-- begin RECORDS FOR PROCESSING --
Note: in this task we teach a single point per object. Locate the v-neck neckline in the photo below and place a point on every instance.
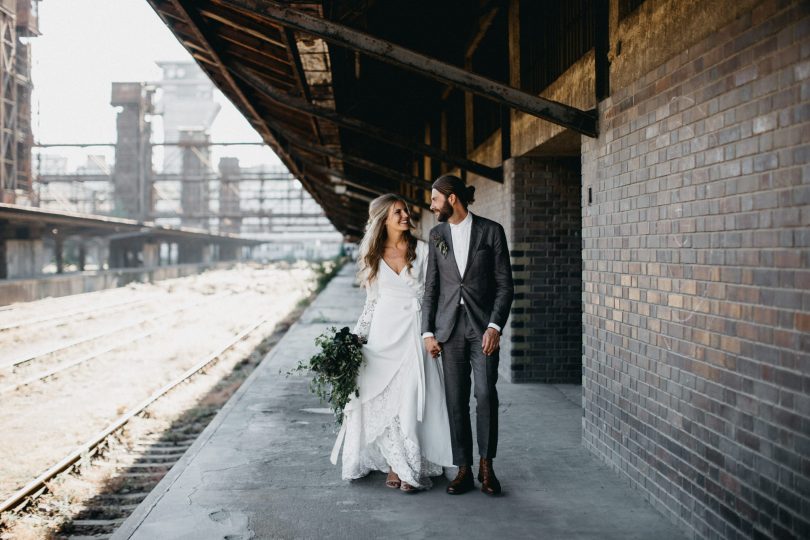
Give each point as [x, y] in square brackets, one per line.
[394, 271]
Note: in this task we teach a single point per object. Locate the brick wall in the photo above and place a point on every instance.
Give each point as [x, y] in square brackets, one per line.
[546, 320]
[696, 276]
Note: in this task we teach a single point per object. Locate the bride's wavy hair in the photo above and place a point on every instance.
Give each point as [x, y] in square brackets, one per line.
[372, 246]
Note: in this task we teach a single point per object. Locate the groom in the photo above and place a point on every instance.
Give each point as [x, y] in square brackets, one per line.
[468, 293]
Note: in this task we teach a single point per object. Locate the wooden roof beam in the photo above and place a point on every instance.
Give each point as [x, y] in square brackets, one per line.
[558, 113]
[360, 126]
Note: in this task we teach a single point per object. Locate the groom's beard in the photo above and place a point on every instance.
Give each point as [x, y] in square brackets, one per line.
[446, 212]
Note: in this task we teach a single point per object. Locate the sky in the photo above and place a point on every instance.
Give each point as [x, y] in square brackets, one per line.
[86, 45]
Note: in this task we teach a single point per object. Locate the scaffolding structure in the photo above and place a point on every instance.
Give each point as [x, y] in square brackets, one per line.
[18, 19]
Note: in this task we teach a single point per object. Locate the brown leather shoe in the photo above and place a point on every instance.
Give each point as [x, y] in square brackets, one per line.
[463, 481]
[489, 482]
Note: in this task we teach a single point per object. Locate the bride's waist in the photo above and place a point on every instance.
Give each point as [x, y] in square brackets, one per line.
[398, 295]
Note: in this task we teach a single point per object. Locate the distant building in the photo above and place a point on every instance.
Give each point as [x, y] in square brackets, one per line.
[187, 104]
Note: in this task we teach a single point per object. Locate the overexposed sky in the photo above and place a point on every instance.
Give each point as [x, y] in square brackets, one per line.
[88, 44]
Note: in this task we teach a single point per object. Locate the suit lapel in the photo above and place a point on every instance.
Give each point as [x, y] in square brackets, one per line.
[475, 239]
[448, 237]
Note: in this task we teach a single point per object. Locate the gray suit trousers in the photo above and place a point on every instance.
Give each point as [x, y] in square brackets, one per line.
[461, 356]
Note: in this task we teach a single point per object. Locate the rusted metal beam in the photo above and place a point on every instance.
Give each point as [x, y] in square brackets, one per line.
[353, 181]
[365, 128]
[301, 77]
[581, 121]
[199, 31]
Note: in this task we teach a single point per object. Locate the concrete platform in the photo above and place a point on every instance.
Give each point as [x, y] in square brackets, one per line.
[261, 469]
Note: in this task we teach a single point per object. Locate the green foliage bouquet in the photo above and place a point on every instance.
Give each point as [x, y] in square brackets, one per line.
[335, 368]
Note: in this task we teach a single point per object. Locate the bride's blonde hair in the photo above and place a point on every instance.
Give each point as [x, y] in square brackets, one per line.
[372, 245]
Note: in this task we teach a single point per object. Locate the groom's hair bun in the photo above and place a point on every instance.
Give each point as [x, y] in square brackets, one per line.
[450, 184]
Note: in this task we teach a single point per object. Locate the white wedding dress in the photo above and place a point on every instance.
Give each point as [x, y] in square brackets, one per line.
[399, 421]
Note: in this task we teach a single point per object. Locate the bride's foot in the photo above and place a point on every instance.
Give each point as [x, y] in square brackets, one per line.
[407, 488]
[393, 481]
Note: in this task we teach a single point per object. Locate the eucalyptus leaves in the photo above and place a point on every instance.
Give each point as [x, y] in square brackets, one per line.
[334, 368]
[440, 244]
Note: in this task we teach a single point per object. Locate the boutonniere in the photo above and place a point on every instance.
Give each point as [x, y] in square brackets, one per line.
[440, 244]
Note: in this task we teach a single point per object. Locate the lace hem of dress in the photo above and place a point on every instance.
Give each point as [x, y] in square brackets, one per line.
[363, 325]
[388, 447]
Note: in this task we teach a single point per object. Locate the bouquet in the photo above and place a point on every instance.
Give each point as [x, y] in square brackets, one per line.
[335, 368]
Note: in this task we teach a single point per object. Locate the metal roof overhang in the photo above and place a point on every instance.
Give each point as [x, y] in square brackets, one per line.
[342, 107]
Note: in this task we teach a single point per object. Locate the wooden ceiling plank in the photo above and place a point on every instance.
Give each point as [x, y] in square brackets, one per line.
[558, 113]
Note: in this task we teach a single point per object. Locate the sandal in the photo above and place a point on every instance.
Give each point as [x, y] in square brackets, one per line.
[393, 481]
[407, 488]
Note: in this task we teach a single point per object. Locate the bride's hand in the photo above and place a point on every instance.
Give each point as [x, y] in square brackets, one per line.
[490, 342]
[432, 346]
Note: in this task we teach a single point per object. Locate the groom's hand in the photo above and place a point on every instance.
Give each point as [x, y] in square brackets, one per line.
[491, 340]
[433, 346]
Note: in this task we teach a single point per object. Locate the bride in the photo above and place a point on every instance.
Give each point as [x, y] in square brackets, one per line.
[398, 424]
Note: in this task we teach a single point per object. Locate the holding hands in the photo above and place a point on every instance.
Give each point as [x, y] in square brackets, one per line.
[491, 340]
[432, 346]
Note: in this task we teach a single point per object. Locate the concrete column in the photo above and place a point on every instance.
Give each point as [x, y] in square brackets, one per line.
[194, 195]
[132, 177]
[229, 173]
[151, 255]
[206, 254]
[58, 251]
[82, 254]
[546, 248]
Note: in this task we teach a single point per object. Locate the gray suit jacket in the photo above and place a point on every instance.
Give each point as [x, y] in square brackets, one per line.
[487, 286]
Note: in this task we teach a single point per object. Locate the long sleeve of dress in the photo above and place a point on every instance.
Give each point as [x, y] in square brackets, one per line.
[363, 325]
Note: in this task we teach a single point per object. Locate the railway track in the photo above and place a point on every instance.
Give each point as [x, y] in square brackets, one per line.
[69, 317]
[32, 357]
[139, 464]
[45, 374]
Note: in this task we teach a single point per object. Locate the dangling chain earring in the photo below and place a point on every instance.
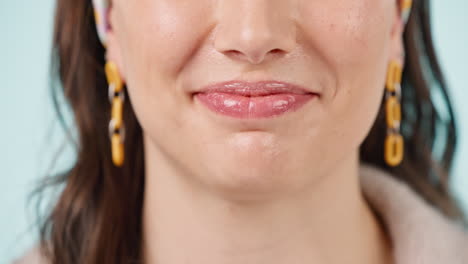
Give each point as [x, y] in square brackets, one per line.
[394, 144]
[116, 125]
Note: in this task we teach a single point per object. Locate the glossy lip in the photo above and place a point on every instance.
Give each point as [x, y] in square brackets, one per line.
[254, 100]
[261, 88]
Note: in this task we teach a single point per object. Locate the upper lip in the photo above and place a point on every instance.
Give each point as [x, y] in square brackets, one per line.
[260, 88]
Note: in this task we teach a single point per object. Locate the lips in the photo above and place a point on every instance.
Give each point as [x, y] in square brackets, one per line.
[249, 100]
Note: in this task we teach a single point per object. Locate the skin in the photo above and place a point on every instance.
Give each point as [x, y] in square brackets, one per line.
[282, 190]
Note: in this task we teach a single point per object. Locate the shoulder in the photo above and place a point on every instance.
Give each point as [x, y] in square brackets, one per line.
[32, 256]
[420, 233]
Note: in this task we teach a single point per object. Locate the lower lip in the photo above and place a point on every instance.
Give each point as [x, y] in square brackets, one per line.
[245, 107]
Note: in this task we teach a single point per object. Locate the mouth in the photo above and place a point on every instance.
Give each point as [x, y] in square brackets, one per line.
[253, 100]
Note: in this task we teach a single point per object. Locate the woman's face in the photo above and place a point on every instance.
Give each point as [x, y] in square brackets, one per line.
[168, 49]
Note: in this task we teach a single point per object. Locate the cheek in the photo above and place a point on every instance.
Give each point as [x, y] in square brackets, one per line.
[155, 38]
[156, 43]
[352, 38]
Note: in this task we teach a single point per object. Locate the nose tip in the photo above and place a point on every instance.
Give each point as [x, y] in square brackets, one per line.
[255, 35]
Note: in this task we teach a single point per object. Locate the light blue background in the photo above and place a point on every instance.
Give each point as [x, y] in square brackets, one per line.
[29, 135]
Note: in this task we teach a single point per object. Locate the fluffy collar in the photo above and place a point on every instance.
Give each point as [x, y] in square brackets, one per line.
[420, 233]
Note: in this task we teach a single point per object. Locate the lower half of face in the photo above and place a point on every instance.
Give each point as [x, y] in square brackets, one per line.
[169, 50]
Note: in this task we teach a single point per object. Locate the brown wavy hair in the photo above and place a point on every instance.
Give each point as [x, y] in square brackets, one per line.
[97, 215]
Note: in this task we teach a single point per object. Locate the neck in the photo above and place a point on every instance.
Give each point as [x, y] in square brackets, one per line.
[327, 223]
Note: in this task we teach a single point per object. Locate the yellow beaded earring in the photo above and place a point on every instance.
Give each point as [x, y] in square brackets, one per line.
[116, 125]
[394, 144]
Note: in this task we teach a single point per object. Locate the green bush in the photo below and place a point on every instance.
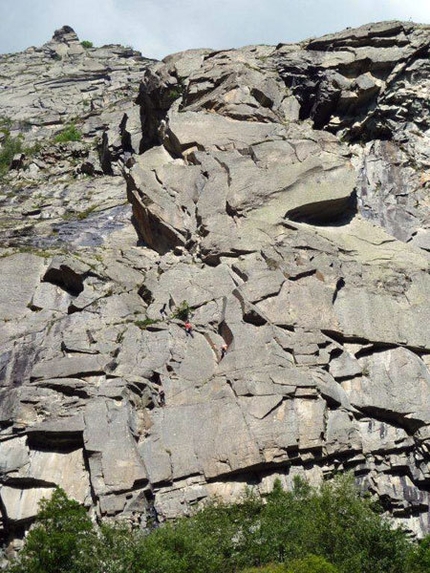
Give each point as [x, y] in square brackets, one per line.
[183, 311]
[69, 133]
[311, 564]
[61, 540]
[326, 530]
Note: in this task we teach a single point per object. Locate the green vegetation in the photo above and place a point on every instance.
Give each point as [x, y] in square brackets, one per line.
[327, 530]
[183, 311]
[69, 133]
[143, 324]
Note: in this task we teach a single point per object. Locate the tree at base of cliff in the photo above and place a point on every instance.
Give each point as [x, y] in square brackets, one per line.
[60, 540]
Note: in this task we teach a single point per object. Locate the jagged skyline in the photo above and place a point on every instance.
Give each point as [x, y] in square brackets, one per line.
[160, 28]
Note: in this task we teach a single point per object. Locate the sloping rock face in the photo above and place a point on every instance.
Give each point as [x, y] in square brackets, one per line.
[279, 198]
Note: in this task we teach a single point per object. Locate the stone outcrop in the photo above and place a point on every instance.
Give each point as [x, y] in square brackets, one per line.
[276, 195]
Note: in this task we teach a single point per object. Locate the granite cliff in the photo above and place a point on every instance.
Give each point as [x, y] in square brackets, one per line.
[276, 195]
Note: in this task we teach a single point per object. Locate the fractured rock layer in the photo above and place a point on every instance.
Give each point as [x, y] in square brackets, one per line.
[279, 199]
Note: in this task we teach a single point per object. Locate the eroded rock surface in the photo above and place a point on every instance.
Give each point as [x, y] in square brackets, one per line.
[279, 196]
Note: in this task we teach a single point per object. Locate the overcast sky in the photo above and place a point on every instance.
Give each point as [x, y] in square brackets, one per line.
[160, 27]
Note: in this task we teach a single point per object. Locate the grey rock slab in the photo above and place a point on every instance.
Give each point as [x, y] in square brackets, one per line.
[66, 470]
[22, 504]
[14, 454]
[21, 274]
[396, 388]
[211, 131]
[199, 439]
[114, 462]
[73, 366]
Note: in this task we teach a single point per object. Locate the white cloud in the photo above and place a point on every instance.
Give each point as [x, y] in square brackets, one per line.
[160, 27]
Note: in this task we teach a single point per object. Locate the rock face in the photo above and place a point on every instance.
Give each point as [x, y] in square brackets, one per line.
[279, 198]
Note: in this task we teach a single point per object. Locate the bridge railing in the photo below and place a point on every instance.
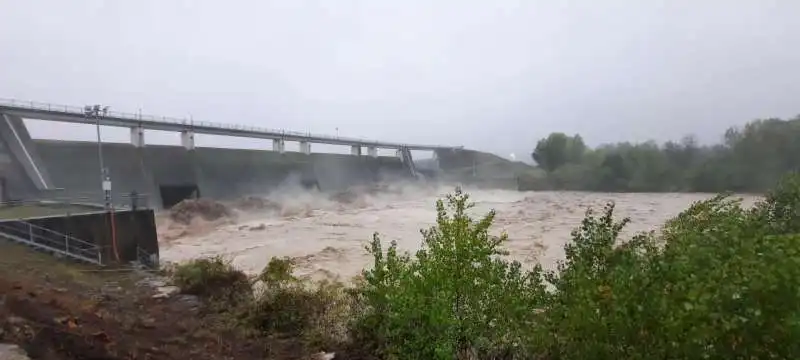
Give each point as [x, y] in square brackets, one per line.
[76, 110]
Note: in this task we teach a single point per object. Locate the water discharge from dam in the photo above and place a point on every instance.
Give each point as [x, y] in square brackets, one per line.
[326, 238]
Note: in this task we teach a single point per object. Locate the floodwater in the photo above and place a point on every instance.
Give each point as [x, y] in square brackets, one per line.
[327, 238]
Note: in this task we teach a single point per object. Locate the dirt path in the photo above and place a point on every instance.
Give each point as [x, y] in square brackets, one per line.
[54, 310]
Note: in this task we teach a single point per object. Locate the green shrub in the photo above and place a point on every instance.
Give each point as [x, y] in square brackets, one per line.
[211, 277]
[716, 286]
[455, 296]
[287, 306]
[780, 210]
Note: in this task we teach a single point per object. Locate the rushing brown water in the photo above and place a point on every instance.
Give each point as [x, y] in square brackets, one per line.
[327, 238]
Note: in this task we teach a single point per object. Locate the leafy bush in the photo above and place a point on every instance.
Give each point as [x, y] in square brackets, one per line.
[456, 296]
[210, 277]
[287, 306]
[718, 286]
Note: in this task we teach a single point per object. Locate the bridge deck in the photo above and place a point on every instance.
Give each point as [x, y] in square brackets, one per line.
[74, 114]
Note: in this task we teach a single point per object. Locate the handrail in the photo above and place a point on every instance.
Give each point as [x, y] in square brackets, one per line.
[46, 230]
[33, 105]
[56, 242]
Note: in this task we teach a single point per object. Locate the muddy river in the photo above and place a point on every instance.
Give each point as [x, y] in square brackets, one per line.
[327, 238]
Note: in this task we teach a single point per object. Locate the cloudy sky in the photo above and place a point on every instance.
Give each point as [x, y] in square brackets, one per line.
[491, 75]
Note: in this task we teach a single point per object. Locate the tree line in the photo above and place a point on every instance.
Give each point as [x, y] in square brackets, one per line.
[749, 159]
-- end RECORDS FOR PROCESSING --
* WRITTEN TASK:
Restate word for word the lines from the one holding "Locate the muddy" to the end of the listing, both ends included, and nothing more.

* EXPECTED ANSWER:
Note: in this task we teach a single point per object. Locate the muddy river in the photo above and place a point on every instance.
Give each point as [x, y] in square brackets, one per line.
[327, 238]
Note: in this task we teach a single point per object. Locate the cloudy sky in the photo above and place a point on every instance.
Give each point as [x, y] in square brackets, one per line.
[491, 75]
Note: in this task we teach a single point per object. Locate the tree line in the photo above and place a point on every instance.
Give each point as [x, y] in square brackets, one per line.
[749, 159]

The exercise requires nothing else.